◆ **MATERIAL FOR THIS TASK**:
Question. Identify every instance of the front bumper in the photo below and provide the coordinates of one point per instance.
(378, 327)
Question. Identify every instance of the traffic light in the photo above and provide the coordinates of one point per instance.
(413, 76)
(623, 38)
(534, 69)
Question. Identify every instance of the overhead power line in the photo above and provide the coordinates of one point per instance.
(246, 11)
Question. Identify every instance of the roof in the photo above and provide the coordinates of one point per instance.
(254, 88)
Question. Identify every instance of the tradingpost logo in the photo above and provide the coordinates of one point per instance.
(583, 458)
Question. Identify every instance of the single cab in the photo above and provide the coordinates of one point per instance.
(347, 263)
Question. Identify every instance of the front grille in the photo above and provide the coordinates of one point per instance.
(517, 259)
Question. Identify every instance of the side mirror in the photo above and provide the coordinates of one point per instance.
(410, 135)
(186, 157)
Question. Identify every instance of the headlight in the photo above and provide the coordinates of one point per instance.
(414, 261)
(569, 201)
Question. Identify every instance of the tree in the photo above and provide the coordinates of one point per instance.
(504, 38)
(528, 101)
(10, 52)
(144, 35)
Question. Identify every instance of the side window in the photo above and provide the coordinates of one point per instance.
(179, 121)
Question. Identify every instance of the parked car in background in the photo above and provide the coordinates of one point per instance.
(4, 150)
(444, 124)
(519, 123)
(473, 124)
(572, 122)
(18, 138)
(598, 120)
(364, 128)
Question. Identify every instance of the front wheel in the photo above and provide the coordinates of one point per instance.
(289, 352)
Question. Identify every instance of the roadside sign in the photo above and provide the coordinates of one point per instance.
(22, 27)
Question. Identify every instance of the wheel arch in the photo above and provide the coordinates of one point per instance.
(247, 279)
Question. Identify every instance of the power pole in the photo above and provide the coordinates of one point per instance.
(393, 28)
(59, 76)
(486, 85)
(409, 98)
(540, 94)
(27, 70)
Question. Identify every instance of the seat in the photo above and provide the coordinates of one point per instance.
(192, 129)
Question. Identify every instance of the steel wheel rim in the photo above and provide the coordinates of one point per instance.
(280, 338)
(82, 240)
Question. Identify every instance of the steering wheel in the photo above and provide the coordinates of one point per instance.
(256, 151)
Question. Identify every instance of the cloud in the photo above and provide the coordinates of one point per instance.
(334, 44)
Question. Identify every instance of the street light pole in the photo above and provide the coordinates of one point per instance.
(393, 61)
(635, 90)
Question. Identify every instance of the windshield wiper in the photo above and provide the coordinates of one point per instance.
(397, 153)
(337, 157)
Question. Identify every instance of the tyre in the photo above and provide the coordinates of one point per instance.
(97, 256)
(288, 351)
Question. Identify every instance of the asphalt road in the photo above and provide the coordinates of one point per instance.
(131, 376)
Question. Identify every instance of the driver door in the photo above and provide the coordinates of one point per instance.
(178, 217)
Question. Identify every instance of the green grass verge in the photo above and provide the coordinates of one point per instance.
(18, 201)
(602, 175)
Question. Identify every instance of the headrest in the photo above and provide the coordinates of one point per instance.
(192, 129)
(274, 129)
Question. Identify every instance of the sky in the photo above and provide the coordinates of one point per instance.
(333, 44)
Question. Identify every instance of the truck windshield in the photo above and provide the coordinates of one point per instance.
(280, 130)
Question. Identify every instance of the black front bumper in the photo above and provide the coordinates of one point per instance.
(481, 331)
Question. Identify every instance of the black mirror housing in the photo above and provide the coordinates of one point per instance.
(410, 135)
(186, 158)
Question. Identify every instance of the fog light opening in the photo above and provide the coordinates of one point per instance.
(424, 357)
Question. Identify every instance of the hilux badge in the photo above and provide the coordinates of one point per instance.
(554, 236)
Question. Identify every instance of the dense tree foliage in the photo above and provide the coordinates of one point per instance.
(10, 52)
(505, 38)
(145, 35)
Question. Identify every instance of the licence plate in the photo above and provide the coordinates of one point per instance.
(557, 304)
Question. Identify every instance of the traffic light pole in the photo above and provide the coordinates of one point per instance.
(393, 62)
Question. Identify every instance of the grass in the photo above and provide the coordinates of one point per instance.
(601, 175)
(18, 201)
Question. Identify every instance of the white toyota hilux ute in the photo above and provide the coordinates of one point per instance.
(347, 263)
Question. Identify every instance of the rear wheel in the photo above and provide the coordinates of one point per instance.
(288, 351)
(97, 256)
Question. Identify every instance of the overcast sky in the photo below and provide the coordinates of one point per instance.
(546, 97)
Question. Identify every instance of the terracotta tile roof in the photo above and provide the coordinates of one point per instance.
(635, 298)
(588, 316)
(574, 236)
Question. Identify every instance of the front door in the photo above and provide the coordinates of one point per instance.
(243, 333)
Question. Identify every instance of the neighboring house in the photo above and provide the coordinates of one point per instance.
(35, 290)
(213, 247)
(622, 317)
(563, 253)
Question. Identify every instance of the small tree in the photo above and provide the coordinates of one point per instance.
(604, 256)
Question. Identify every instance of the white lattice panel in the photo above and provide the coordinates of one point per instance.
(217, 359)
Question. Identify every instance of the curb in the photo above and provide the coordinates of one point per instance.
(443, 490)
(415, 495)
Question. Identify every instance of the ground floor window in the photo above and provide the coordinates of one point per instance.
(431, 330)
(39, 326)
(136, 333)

◆ **AIM OF THE EXERCISE**:
From top to bottom, reproduce the material exactly.

◆ **EXERCISE ANSWER**:
Question. Identify every instance of the front bumper in the photo below and provide the coordinates of one point per instance.
(378, 327)
Question. Identify every instance of the traffic light in the photo above and provide the coordinates of one point per instance.
(413, 76)
(623, 38)
(534, 69)
Question. Identify every instance of the overhead power line in the photo above and provide the coordinates of one point per instance.
(246, 11)
Question. Identify every instance of the roof in the photo above and provide the coordinates of one point per instance.
(254, 88)
Question. Identify every instance of the tradingpost logo in the photo above and provide the coordinates of one point per instance.
(583, 458)
Question. Identify every instance of the single cab in the photo above and provide the coordinates of one point per instance.
(347, 263)
Question. Identify every instance of the front grille in the photo above and provide the coordinates of one point per instance.
(517, 259)
Question. Identify every instance of the side mirror in the photo above and provide the coordinates of one point per instance.
(410, 135)
(186, 157)
Question. Identify every instance of the headlight in the photo above and provide the coordinates of one point per instance.
(414, 261)
(569, 201)
Question. Identify every instance of the tree in the photo above and provide the coordinates of one point per instance.
(504, 38)
(528, 101)
(10, 52)
(144, 35)
Question. Identify every instance of the side window in the photo above and provide the coordinates of one point per instance.
(179, 121)
Question. Identify every instance of the parked car in background in the photo above and provide the coordinates of one point per instance.
(4, 150)
(444, 124)
(519, 123)
(473, 124)
(572, 122)
(18, 138)
(598, 120)
(364, 128)
Question. Identify every instance of the front wheel in the photo above and provide the coordinates of one point per instance.
(289, 352)
Question. Identify every instance of the roadside sign in the photo above and provide the coordinates of one point per instance.
(22, 27)
Question. Identify every instance of the wheel arch in the photo above and provide the coordinates of one point per instance.
(247, 279)
Question. Identify every instance of the power pole in the photo above and provide the coordinates of one point per instance.
(393, 28)
(59, 76)
(486, 85)
(409, 98)
(540, 94)
(27, 70)
Question. Identify every instance of the seat in the photo above and provide the coordinates of one point per instance.
(192, 129)
Question. Identify every instance of the steel wheel rim in the photo above and provide the coordinates of one point per instance.
(280, 338)
(82, 240)
Question. Identify every instance of the steering wheel in the photo above and provide the coordinates of one point per instance.
(256, 151)
Question. Identify every instance of the cloud in the photo above and provide the coordinates of one point per instance.
(334, 44)
Question. Identify every instance of the street light pole in the photo above and provide the coordinates of one point per instance.
(393, 61)
(635, 90)
Question. Identify every instance of the windshield wiper in the photo above and provide the coordinates of one point per instance.
(397, 153)
(337, 157)
Question. Identify every instance of the tyre in the photo above and provide the coordinates of one point per instance.
(97, 256)
(288, 351)
Question. Identify every instance of the asphalt road in the photo above and provide the coordinates of one point per instance.
(131, 376)
Question. Identify every instance of the driver door in the photo above and provide the coordinates of one point per instance.
(178, 217)
Question. Identify every instance of the green grass verge in the photo above and provide the coordinates of one point per instance.
(18, 201)
(602, 175)
Question. Identify every instance of the headrest in the photo above and provide the coordinates of one point per instance.
(192, 129)
(274, 129)
Question. Identify every instance of the sky in the photo above and provide the coordinates of one point per instance.
(333, 44)
Question. Identify every instance of the truck windshield in the photo above and provide the coordinates of one point per instance.
(280, 130)
Question. Identify every instance of the black front bumper in the photo above and provide the coordinates of one point per instance.
(481, 331)
Question. Identify every instance of the black mirror housing in the photo above and provide the coordinates of one point per instance.
(410, 135)
(186, 158)
Question. Identify every instance of the fog light opening in the photo above and provide the coordinates of one point per instance.
(424, 357)
Question. Identify every instance of the hilux badge in the photo above and provide the coordinates of one point per instance.
(554, 236)
Question. Identify every instance of the dense tree foliage in the photo above and provide the coordinates of one point per instance.
(10, 52)
(505, 38)
(145, 35)
Question. Identify every instance of the licence plate in the photo above and provide the coordinates of one point per instance.
(557, 304)
Question. Identify every instance of the traffic light pole in the photo above and provide the coordinates of one point per instance.
(393, 62)
Question. Identify every instance of the grass in the photo above and provide the coordinates of one point per instance.
(601, 175)
(18, 201)
Question. Identify every instance of the white toyota hilux ute in the photo above and provide the coordinates of one point per instance.
(347, 263)
Question. Identify every instance of the rear wheel in the photo above and provide the coordinates of one point per instance.
(288, 351)
(97, 256)
Question. Identify every instance of the overcast sky in the photo below and provide the coordinates of one point per instance.
(546, 97)
Question. Identify every instance of the terracotta tile roof in the photo above and provide the coordinates of one point per instance.
(635, 298)
(588, 316)
(574, 236)
Question. Identify every instance of the front door in the photo above and provide the coordinates of one point per instance.
(243, 333)
Question. Identify every instance of the neighboring house in the photo above and provide the coordinates of one point per instance.
(35, 290)
(213, 247)
(622, 317)
(563, 253)
Question. Identify every instance of the small tree in the photo above and provide the coordinates of one point per instance.
(604, 256)
Question. Identify every instance of the white lattice panel in the photo above and provide the coordinates of one point per instance.
(217, 359)
Question. Identify every instance of the curb in the photo above and provide the coordinates of one point per instance.
(443, 490)
(415, 495)
Question. Identify every instance of the ground floor window in the photo above and provide the coordinates of one point per instance.
(431, 330)
(39, 326)
(136, 333)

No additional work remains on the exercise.